▶ STATED EXERCISE 1
According to the Rent review, how much practice did Gabriella Garcia have before stepping in as Mimi?
▶ STATED EXERCISE 2
Condense the paragraph of the Rent review that begins "I have to start by giving a special mention to Gabriella Garcia" into a short bulleted list that keeps its main facts.

▶ TEXT PASSAGE
These relationships can be spotted all around the stage throughout, whether characters are the centre focus of action or not. Take the introduction to ‘La Vie Boheme’ – while everyone is arguing it out with Benny, I caught Mimi having a moment of happiness because Roger finally held her hand.

These tiny moments add up to this overall feeling that we’re living these emotions, which wouldn’t be possible in a cast that wasn’t always tuned in to the action, and each other.

Not only do they work as an amazing unit, but each member of the cast brings their all to the table. The casting is perfect – each performer suits their role to a T, while still bringing their own charisma and style to the part, delivering a well-known show with flair and personality.

Don’t even get me started on the vocals – I’d probably say they were flawless. From the power of ‘One Song Glory’, to the sing-off of the century in ‘Take Me or Leave Me’ and then the utter heartbreak that is ‘I’ll Cover You Reprise’, everything was delivered with style and dexterity – this lot look like they could perform these roles in their sleep.

I have to start by giving a special mention to Gabriella Garcia. A few days previous to the show I watched, Rent had to close as Maiya Quansah-Breed – the show’s Mimi – was taken ill, and they had no actresses to fill the role. Gabriella was meant to be seeing the show one of those days and stepped in with 3 hours of practice so the show could re-open. She was truly incredible. Aside from moments where she wasn’t involved in group choreography, you could not tell that Gabriella wasn’t a regular member of the cast.

Her delivery of ‘Out Tonight’ blew me away, with truthfulness in places that I’d never seen before which brought me new insight into the world of Mimi. It can be easy to go ‘oh no, the lead isn’t here’ when watching an understudy – and of course, we missed Maiya – but what an inspiration to watch an actor jump into a performance with minimal rehearsal and still deliver a mind-blowing performance.

Rent is all about connection, which Tom Francis (Roger) and Luke Bayer (Mark) delivered to us beautifully through their partnership. ‘What You Own’ is low-key one of my favourite songs in Rent – something about the lyrics of that song makes me incredibly emotional.

Bayer and Francis gave us all that emotion and then some. Tom Francis’ voice was made for the character of Roger – he delivers every belt with ease, while still bringing us Roger’s turmoil throughout the show. With Luke Bayer new to the cast this year, he fit into the role of Mark effortlessly – a perfect duo.

▶ EXTRACTED MATERIAL
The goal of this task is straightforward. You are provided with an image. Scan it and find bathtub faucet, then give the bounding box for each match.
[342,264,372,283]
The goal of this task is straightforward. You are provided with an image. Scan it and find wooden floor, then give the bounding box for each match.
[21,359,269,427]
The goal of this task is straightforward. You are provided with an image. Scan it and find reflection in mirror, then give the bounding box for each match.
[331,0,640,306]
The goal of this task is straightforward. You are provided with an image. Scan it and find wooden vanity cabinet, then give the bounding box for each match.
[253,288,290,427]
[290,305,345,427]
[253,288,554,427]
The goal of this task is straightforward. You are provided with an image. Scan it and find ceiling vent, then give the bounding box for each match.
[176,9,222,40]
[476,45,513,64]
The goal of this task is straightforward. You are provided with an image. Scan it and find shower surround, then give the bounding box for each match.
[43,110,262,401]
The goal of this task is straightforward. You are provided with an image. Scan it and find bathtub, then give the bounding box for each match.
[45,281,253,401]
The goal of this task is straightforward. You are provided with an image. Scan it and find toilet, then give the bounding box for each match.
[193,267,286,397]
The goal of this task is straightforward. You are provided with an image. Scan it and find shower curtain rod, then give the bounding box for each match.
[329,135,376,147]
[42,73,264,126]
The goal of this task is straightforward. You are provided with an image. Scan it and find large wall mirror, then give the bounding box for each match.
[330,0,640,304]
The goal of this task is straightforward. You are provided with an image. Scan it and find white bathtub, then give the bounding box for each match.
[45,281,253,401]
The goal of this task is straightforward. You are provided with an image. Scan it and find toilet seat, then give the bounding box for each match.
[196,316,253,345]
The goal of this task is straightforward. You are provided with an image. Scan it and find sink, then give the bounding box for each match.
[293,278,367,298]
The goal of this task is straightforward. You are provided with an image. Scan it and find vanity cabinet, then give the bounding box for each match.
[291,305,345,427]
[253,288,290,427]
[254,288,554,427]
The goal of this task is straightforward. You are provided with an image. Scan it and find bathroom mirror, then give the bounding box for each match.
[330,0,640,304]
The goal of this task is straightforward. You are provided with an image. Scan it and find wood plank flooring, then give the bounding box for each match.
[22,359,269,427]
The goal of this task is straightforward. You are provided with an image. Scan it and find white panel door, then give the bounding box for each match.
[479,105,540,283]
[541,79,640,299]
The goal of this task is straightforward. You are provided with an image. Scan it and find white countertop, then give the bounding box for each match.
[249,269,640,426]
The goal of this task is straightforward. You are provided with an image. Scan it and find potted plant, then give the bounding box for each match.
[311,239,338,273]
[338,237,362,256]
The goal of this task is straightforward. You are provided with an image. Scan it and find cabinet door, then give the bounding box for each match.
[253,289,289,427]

▶ SOLUTION 1
She had 3 hours of practice.

▶ SOLUTION 2
- Gabriella Garcia receives a special mention.
- A few days before the reviewed performance, Rent closed because Maiya Quansah-Breed, the show's Mimi, was taken ill and no actress could fill the role.
- Gabriella, who was meant to see the show on one of those days, stepped in after 3 hours of practice so the show could reopen.
- She was truly incredible. Apart from moments when she was not part of the group choreography, it was impossible to tell she was not a regular cast member.